§ Fragmento proporcionado:
4 de julio de 2012

Escribir. Por qué, para qué, sobre qué.


En un artículo reciente, Francesc Miralles contaba cómo descubrió que todo puede ser literatura a la vez que resolvía su primer dilema como escritor: qué escribir cuando no sabes de qué escribir.
Yo no tenía carpeta azul, como Francesc. Yo tenía cuadernos. Los escogía con mimo, los rescataba de las papelerías donde me esperaban y les daba un uso -eso creía yo- memorable. Porque yo, cuando era inédita y jovencísima, tenía mucha seguridad con respecto a mis dotes como escritora. Me creía Homero. Las dudas vinieron después, cuando comencé a ser escritora de verdad y comprendí que mi literatura sólo podía ser el fruto de mis limitaciones. O una suma de todas ellas. Pero ese no es el tema de este artículo.

§ Enunciado 1:
Responde sobre el fragmento acerca de escribir:
(a) ¿Qué fecha figura al comienzo?
(b) ¿Qué tenía quien escribe en lugar de la carpeta azul de Francesc?
(c) ¿Con quién se comparaba cuando era inédita y jovencísima?

Entradas guardadas de una colección:
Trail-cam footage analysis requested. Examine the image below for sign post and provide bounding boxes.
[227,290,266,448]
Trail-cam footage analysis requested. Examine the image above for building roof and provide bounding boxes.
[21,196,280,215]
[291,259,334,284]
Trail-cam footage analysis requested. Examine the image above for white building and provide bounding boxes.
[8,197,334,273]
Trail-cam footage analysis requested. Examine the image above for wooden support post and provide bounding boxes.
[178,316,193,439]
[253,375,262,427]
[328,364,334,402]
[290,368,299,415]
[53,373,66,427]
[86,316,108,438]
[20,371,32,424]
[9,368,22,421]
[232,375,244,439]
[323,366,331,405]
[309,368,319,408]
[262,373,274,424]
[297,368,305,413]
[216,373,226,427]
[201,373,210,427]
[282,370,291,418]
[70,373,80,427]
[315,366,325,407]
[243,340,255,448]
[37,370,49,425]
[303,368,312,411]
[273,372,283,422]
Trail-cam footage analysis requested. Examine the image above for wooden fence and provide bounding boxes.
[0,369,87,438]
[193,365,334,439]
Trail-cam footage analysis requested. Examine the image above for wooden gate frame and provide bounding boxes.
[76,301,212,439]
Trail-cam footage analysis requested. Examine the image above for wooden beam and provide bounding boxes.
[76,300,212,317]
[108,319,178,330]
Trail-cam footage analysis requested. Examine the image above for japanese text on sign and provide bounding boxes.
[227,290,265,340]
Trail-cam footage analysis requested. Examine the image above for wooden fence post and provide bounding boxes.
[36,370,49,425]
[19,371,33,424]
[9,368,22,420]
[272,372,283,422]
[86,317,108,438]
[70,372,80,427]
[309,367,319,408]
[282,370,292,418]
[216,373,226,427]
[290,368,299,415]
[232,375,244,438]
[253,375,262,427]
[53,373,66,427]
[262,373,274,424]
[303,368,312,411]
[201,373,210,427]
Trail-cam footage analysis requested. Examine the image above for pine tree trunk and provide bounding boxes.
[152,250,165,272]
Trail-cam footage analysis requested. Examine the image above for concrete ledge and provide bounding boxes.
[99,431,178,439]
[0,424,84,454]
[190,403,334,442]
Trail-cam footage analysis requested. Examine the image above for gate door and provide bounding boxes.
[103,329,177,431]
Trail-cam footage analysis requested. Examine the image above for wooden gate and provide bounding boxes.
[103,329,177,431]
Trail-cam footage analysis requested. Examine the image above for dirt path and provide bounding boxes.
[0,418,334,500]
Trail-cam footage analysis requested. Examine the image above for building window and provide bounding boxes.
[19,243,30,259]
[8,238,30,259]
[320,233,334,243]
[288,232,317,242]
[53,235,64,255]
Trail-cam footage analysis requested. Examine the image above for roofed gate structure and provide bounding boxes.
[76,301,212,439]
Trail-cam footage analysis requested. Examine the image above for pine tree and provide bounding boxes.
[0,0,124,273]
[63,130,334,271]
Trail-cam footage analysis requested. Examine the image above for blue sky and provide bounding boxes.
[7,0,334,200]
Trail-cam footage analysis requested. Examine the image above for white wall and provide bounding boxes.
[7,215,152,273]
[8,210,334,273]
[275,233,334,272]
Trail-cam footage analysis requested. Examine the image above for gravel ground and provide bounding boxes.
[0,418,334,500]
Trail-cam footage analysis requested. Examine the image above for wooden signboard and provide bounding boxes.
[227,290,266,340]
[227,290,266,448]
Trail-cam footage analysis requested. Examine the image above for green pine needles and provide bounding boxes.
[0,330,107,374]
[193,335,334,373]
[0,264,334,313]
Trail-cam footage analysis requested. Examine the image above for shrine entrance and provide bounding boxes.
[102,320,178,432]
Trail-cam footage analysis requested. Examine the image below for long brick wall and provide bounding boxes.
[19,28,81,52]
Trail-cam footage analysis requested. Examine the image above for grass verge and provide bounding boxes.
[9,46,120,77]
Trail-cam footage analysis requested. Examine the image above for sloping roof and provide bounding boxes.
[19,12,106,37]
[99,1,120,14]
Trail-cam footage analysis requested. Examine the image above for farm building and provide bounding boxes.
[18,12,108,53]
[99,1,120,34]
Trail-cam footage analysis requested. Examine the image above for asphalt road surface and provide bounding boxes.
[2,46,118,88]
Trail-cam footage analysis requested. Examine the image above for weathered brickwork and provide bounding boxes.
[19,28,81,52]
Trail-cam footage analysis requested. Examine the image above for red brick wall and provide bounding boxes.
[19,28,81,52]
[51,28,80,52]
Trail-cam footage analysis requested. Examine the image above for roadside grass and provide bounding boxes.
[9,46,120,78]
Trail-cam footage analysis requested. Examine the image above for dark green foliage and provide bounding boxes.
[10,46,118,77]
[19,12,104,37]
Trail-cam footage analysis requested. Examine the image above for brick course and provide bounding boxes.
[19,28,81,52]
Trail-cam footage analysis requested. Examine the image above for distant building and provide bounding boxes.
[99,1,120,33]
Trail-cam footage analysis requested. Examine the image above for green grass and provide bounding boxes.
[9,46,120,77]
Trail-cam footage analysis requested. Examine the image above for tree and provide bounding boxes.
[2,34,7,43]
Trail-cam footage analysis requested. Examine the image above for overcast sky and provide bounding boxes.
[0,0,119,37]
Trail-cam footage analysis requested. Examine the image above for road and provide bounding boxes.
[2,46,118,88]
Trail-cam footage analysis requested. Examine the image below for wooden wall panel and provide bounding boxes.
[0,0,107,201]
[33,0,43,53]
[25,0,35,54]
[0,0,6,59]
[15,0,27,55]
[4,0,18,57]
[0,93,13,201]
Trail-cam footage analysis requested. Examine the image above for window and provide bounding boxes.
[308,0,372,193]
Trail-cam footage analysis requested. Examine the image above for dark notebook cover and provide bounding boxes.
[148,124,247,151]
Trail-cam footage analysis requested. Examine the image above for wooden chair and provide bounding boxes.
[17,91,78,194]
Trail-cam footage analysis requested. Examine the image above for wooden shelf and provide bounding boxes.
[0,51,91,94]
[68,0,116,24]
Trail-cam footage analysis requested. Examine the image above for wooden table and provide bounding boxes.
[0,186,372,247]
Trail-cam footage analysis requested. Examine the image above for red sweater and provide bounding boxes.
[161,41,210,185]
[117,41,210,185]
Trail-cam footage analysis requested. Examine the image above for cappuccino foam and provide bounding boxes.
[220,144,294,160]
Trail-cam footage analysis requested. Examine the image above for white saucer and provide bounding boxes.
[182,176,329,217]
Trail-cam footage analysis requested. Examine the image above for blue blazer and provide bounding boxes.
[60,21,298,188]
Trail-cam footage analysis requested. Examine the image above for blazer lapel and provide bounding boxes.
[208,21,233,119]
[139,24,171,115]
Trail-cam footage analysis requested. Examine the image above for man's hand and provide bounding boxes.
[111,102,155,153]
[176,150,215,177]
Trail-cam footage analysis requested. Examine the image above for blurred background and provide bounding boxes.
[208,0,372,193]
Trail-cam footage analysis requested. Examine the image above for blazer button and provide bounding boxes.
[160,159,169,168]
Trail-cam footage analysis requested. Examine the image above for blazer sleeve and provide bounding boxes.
...
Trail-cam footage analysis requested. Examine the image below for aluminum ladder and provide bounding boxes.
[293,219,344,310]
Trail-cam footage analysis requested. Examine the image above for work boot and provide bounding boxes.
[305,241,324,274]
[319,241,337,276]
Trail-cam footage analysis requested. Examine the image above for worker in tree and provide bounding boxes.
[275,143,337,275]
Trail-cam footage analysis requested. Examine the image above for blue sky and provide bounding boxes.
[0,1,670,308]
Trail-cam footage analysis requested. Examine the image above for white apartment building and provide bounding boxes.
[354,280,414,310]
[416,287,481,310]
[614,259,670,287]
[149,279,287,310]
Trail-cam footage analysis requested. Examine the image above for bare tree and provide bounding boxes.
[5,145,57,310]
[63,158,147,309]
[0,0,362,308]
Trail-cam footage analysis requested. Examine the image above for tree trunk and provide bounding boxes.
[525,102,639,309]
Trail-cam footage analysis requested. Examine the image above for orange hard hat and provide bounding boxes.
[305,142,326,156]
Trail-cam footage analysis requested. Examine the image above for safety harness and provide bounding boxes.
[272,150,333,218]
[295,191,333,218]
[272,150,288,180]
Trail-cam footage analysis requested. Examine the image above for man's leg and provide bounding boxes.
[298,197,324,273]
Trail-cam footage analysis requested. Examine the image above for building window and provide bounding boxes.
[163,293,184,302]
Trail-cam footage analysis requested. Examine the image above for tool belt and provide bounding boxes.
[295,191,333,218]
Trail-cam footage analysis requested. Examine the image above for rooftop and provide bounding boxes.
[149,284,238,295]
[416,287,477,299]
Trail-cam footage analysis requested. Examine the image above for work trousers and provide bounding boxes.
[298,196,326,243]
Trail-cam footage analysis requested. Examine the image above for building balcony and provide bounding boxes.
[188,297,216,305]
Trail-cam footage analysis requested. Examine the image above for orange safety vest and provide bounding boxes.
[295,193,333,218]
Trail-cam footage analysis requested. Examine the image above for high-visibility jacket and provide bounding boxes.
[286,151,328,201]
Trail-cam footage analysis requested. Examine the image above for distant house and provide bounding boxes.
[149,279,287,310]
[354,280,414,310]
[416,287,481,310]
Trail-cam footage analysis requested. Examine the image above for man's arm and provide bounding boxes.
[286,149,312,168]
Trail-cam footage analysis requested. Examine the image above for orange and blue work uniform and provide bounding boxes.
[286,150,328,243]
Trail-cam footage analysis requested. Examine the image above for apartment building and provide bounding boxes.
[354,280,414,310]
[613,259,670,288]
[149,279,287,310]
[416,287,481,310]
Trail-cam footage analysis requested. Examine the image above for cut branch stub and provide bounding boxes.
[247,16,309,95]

§ Enunciado 2: ¿Puedes copiar al pie de la letra las entradas guardadas, desde la línea que contiene "sign post and provide bounding boxes." hasta la que contiene "[193,365,334,439]", ambas incluidas?

§ Respuesta completa 1:
(a) El 4 de julio de 2012.
(b) Cuadernos.
(c) Con Homero.

§ Respuesta completa 2:
Trail-cam footage analysis requested. Examine the image below for sign post and provide bounding boxes.
[227,290,266,448]
Trail-cam footage analysis requested. Examine the image above for building roof and provide bounding boxes.
[21,196,280,215]
[291,259,334,284]
Trail-cam footage analysis requested. Examine the image above for white building and provide bounding boxes.
[8,197,334,273]
Trail-cam footage analysis requested. Examine the image above for wooden support post and provide bounding boxes.
[178,316,193,439]
[253,375,262,427]
[328,364,334,402]
[290,368,299,415]
[53,373,66,427]
[86,316,108,438]
[20,371,32,424]
[9,368,22,421]
[232,375,244,439]
[323,366,331,405]
[309,368,319,408]
[262,373,274,424]
[297,368,305,413]
[216,373,226,427]
[201,373,210,427]
[282,370,291,418]
[70,373,80,427]
[315,366,325,407]
[243,340,255,448]
[37,370,49,425]
[303,368,312,411]
[273,372,283,422]
Trail-cam footage analysis requested. Examine the image above for wooden fence and provide bounding boxes.
[0,369,87,438]
[193,365,334,439]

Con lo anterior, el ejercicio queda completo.